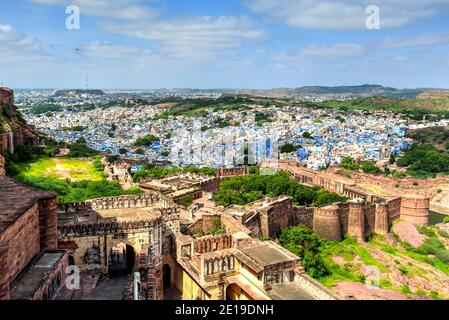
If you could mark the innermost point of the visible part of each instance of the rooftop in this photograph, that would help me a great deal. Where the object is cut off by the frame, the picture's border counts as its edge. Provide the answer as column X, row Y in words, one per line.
column 266, row 254
column 289, row 291
column 37, row 272
column 15, row 199
column 109, row 215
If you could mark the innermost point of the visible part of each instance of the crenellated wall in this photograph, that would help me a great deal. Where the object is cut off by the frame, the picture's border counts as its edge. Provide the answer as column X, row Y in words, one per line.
column 212, row 243
column 415, row 209
column 120, row 202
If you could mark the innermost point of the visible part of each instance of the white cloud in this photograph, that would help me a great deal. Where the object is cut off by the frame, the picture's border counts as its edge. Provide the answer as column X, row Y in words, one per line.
column 423, row 40
column 347, row 14
column 131, row 10
column 338, row 50
column 192, row 38
column 16, row 46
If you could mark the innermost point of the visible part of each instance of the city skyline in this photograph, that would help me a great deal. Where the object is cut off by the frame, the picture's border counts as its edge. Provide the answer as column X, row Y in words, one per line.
column 254, row 44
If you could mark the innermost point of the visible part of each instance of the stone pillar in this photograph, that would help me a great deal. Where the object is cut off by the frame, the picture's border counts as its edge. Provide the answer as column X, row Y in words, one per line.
column 415, row 209
column 48, row 224
column 4, row 272
column 381, row 223
column 356, row 219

#### What this task involves
Write every record out again exactly, omitting the pictures they hold.

#### Written response
If you could mark the innermost point of the visible part of each instance of the rooftop in this photograph, that would help me a great deal. Where the object is cut off by the frame, the picture's border counts as its edge. Provide the answer as column X, row Y in words, one per line.
column 266, row 254
column 289, row 291
column 37, row 272
column 15, row 199
column 109, row 215
If you could mark the innermost point of the visible part of each instance of the crenellated wall in this photograph, that would help me a great deal. Where the object is cut off by the frame, the picture's border counts as its edge. Provide the answer as column X, row Y in words, one per line.
column 212, row 243
column 415, row 209
column 120, row 202
If you could mark the innermost point of the visible part of each instance of the white cloud in this photograph, that would help me a great deal. Where the object is cut off by the frame, the picture's border counts as its edge. Provide the answer as column X, row Y in words, one per line.
column 423, row 40
column 347, row 14
column 131, row 10
column 338, row 50
column 192, row 38
column 16, row 46
If you could mark the innermost point of the visible part of each instance of the city skyline in this photograph, that would help me a great deal. Where the object is cut off by the frame, the picture's border counts as its edge. Provide the answer as column X, row Y in words, one per line.
column 254, row 44
If you could mark the innermost point of the visible part of each instance of the stone pillar in this photograph, that would help me a great deal. Where the object is cut off by the frame, the picture's border counts as its edge. Provide the answer as column X, row Y in words, one per line.
column 415, row 209
column 48, row 224
column 4, row 272
column 381, row 223
column 356, row 219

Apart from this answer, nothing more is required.